◆ **Work request**
For the entries that appear below, write out the exact text and omit the pictures.

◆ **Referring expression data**
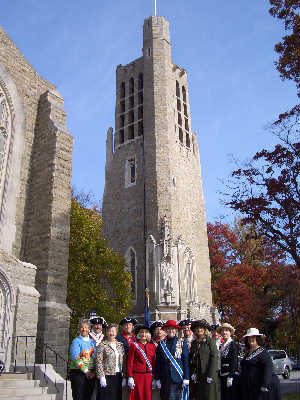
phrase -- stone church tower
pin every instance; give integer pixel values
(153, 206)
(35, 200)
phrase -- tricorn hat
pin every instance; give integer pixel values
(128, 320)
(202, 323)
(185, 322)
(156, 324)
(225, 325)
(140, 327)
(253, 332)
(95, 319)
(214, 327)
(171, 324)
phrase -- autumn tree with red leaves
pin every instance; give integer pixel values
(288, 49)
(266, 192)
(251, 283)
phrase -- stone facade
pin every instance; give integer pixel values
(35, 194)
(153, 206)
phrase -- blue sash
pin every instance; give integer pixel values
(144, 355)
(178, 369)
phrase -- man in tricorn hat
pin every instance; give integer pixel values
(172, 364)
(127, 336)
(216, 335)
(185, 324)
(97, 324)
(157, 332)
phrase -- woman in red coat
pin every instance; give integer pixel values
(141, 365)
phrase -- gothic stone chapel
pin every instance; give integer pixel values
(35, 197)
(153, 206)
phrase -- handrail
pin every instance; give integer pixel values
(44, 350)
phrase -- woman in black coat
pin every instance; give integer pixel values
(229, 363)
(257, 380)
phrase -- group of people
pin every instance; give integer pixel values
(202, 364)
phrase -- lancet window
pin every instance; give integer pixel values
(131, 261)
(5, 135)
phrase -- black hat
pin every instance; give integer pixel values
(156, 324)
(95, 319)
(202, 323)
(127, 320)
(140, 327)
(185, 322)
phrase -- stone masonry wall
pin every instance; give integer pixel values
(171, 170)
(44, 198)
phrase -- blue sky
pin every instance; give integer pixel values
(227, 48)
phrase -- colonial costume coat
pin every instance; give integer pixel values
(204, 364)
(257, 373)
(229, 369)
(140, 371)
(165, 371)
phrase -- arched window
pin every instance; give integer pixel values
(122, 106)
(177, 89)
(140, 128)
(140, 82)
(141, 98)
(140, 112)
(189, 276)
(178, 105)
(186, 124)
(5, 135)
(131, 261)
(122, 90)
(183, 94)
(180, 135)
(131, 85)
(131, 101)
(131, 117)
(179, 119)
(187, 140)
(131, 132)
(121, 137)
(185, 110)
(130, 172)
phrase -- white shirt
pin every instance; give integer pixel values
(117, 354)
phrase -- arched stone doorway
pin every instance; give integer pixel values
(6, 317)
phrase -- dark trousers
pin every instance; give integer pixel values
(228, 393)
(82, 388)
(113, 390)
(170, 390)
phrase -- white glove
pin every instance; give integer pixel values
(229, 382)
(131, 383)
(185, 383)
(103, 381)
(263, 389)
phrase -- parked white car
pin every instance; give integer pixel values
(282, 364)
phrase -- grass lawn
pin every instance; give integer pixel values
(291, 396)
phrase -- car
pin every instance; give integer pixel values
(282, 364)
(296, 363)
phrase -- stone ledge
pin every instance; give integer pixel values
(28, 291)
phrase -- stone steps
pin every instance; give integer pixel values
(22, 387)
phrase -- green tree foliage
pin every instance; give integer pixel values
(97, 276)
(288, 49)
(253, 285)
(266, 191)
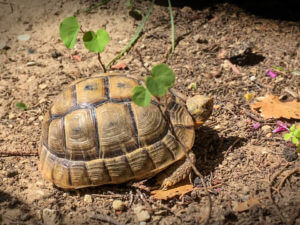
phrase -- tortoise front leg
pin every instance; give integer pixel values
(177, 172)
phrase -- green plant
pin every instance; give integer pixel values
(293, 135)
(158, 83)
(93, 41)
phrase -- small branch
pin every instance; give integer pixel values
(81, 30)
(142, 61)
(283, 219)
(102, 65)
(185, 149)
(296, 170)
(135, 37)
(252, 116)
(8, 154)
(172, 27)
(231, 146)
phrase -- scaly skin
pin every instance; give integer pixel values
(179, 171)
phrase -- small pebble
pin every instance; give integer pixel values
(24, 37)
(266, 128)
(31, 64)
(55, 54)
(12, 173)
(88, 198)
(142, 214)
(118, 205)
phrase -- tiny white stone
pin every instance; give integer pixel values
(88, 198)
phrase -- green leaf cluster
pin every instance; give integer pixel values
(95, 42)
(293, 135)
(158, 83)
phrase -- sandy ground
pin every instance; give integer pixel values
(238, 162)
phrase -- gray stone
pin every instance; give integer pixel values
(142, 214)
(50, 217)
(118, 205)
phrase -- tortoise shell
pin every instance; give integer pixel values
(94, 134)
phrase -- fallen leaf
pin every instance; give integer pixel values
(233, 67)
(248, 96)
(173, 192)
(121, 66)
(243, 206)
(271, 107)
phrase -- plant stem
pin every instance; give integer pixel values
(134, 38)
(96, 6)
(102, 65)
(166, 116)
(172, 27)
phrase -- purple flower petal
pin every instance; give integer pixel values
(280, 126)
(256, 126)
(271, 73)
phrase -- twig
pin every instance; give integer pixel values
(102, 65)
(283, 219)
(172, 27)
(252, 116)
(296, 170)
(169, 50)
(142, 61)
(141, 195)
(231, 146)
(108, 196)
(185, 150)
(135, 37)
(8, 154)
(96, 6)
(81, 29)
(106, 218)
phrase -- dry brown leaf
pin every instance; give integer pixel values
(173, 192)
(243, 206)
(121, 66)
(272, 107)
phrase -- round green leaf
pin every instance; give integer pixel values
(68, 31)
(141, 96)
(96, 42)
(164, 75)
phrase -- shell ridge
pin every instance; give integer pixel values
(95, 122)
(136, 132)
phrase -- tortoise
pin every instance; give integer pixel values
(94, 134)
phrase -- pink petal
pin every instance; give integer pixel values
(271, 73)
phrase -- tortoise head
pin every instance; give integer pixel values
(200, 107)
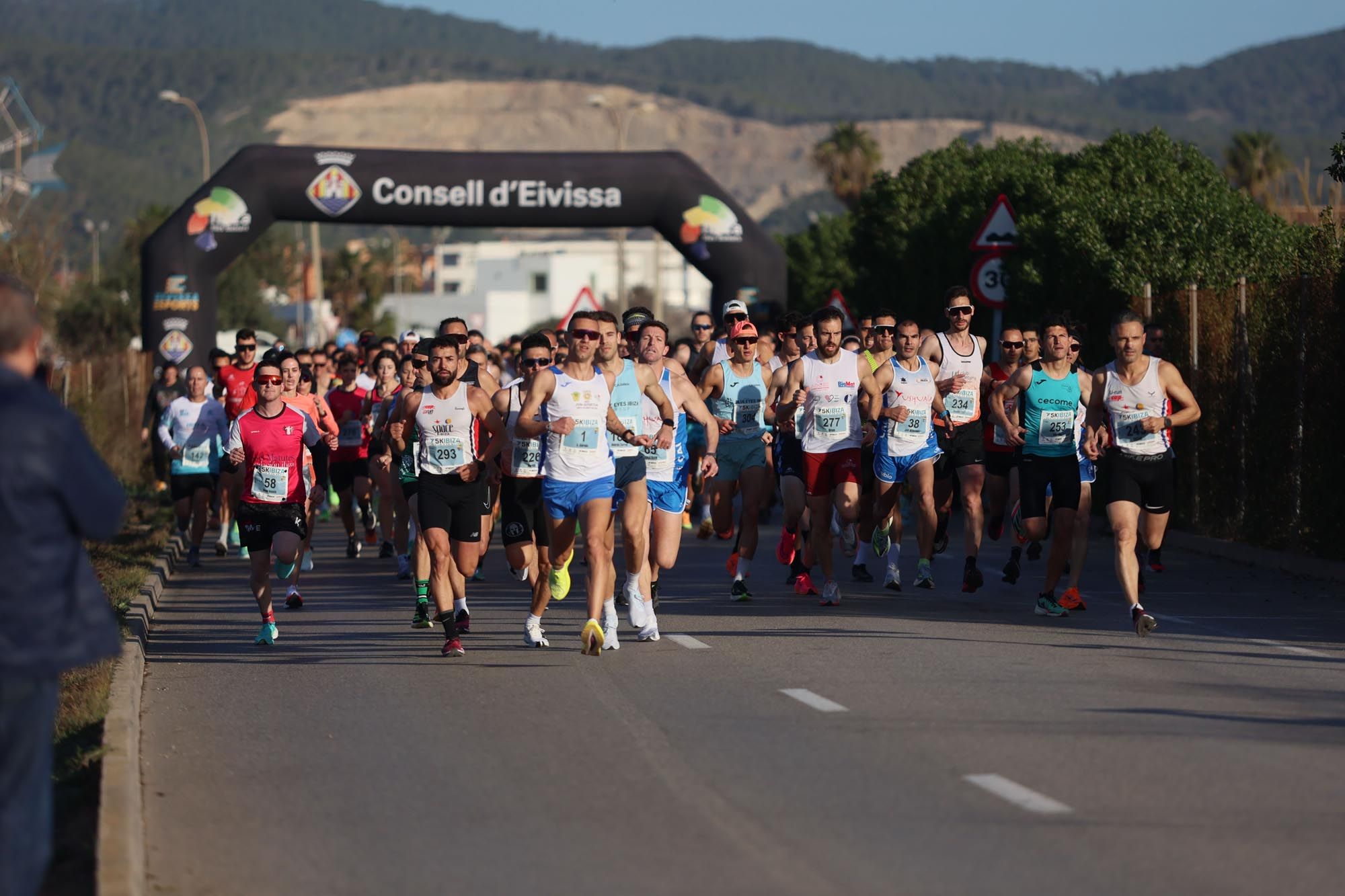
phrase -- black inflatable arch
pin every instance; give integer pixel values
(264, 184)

◆ **Response to this task**
phrase -- stone church tower
pin every instance; give integer pixel values
(153, 206)
(35, 200)
phrase -- tricorn hat
pin every instance; give integer pixel values
(128, 320)
(202, 323)
(185, 322)
(156, 324)
(225, 325)
(140, 327)
(253, 332)
(95, 319)
(214, 327)
(171, 324)
phrase -- autumn tree with red leaves
pin every instance; give integer pixel values
(288, 49)
(266, 192)
(251, 283)
phrase -- stone facade
pin every instance; give integer pixel values
(35, 194)
(153, 206)
phrase -- blue sash
pin every instance; give integer pixel values
(144, 355)
(178, 369)
phrase -- man in tricorn hat
pin every instance; give integer pixel values
(172, 364)
(127, 336)
(216, 335)
(185, 324)
(97, 324)
(157, 332)
phrase -- woman in red coat
pin every instance; give integer pixel values
(141, 365)
phrase -- gothic stone chapel
pin every instance; give integer pixel values
(35, 197)
(153, 206)
phrase -- handrail
pin every instance; give integer pixel values
(44, 350)
phrase -- woman in black coat
pin every instance; give integer pixel values
(229, 363)
(257, 380)
phrase -- group of people
pin every instance; give integer pixel values
(202, 364)
phrase -- lancet window
pin every instance; give integer pixel values
(131, 261)
(5, 135)
phrase -- black hat
pin every instance; give integer pixel values
(156, 324)
(95, 319)
(202, 323)
(127, 320)
(140, 327)
(185, 322)
phrase -- stone masonry wall
pin every instance; give integer pixel values
(171, 170)
(44, 198)
phrase -- blue sky
pin every instance; give integer pixel values
(227, 48)
phrase -- colonial costume coat
pin every instance; give integer pixel values
(204, 364)
(257, 373)
(229, 369)
(140, 371)
(165, 371)
phrase -- arched window
pin every instance; give integer pixel values
(122, 106)
(177, 89)
(140, 128)
(140, 82)
(141, 98)
(140, 112)
(189, 276)
(178, 105)
(186, 124)
(5, 135)
(131, 261)
(122, 90)
(183, 94)
(180, 135)
(131, 85)
(131, 101)
(131, 117)
(179, 119)
(187, 140)
(131, 132)
(121, 137)
(185, 110)
(130, 172)
phrase -- white shirt
pin every instance; give integer pixel values
(117, 354)
phrase -- arched stone doorway
pin every instance; give integer pixel values
(6, 317)
phrase -- dark trousers
pin every instance; give integer pixel values
(228, 393)
(82, 388)
(113, 390)
(170, 390)
phrase -- white glove
pin every instance; give integer pixel values
(229, 382)
(131, 383)
(185, 383)
(103, 381)
(263, 389)
phrase -- parked white car
pin every instance; give integer pixel values
(282, 364)
phrase -- grass lawn
pin every instance; give integer pixel values
(291, 396)
phrase -- car
pin every instance; give integer pixel values
(282, 364)
(296, 363)
phrase -- stone ledge
pin every instance; give integer pixel values
(28, 291)
phrase -- stone steps
pin every instance; give integer pixel values
(22, 387)
phrase -- green tree foliage
pin every instance; give integer pixel values
(97, 276)
(288, 49)
(253, 285)
(266, 191)
phrase -- tortoise front leg
pin every instance; give integer pixel values
(177, 172)
phrase -- green plant
pin every instance; give integer pixel values
(293, 135)
(158, 83)
(93, 41)
phrase -- small branch
pin every instance; give integer pixel values
(81, 30)
(142, 61)
(283, 219)
(102, 65)
(185, 149)
(296, 170)
(135, 37)
(252, 116)
(8, 154)
(172, 27)
(231, 146)
phrase -- scaly skin
pin every instance; give integer pixel values
(179, 171)
phrase -- small pebble
pin every instance; give integer pixel values
(24, 37)
(266, 128)
(31, 64)
(55, 54)
(12, 173)
(88, 198)
(142, 214)
(118, 205)
phrase -- tiny white stone
pin every instance; give integer pixel values
(88, 198)
phrase -- green leaf cluster
pin every instance; give integer pixel values
(95, 42)
(293, 135)
(158, 83)
phrase -- sandy ground
pin every instance; give integer pixel values
(238, 162)
phrase -- gray stone
pin every instance; give integer pixel values
(142, 214)
(50, 217)
(118, 205)
phrase -- tortoise shell
pin every instance; give integer pixel values
(94, 134)
phrase -- fallen leaf
pin every instance; give integer pixel values
(233, 67)
(248, 96)
(173, 192)
(121, 66)
(243, 206)
(271, 107)
phrase -- plant stem
pin every instance; give integer pixel values
(134, 38)
(96, 6)
(102, 65)
(166, 116)
(172, 27)
phrase -- purple flower petal
pin every instance; give integer pixel values
(280, 126)
(256, 126)
(271, 73)
phrase -- twig
pin every instance; give integer pixel values
(102, 65)
(283, 219)
(172, 27)
(252, 116)
(296, 170)
(169, 50)
(142, 61)
(141, 195)
(231, 146)
(108, 196)
(185, 150)
(135, 37)
(8, 154)
(96, 6)
(81, 29)
(106, 218)
phrase -- dry brown leaf
pin every instance; give integer pixel values
(173, 192)
(243, 206)
(121, 66)
(272, 107)
phrase -- round green leaf
pin every instance; give integer pixel values
(68, 31)
(141, 96)
(96, 42)
(164, 75)
phrase -- shell ridge
pin every instance; give integer pixel values
(95, 122)
(136, 132)
phrase -- tortoise
pin every instance; give integer pixel values
(94, 134)
phrase -- pink petal
pin every instance; give integer pixel values
(271, 73)
phrase -- tortoise head
pin every instance; give integer pixel values
(200, 107)
phrase -- black inflatable arch
pin every instance; give integer pixel values
(264, 184)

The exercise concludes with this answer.